Locate every line in the records below that contains the string "white", and copy each of those lines in full. Case matters.

(Dataset entries)
□ □ □ □
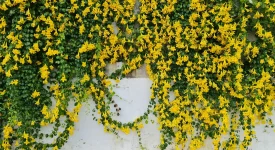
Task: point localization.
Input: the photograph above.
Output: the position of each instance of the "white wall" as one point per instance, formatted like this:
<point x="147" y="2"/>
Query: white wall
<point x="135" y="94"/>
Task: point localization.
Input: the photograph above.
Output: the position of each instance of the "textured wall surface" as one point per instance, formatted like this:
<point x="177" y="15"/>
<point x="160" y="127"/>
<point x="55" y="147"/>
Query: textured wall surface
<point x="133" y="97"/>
□ □ □ □
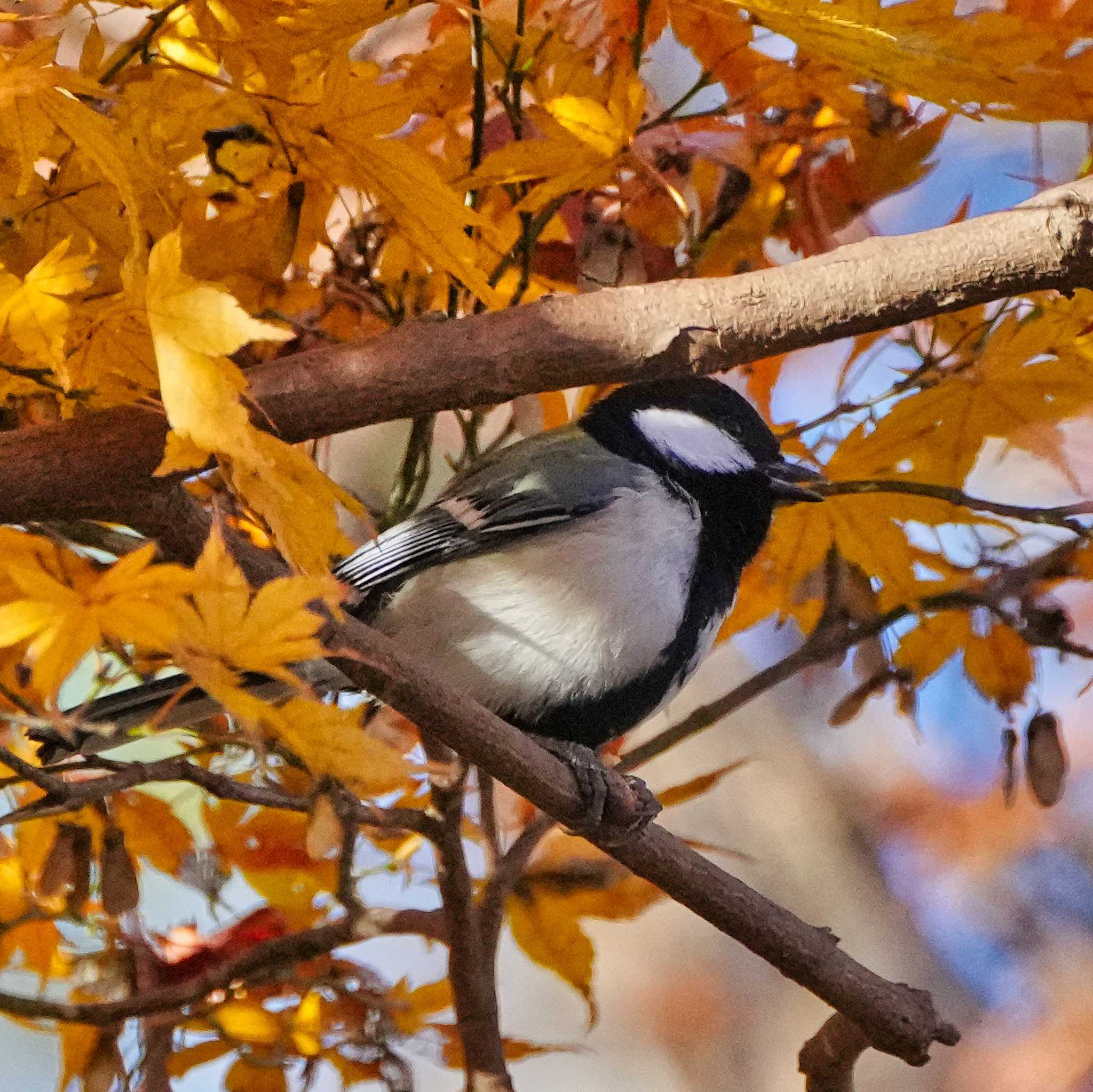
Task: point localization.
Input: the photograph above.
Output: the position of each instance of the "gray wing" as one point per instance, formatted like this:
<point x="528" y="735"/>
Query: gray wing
□ □ □ □
> [Answer]:
Output: the position of each instance of the "white wall" as one point per instance, formatted like this:
Query: white wall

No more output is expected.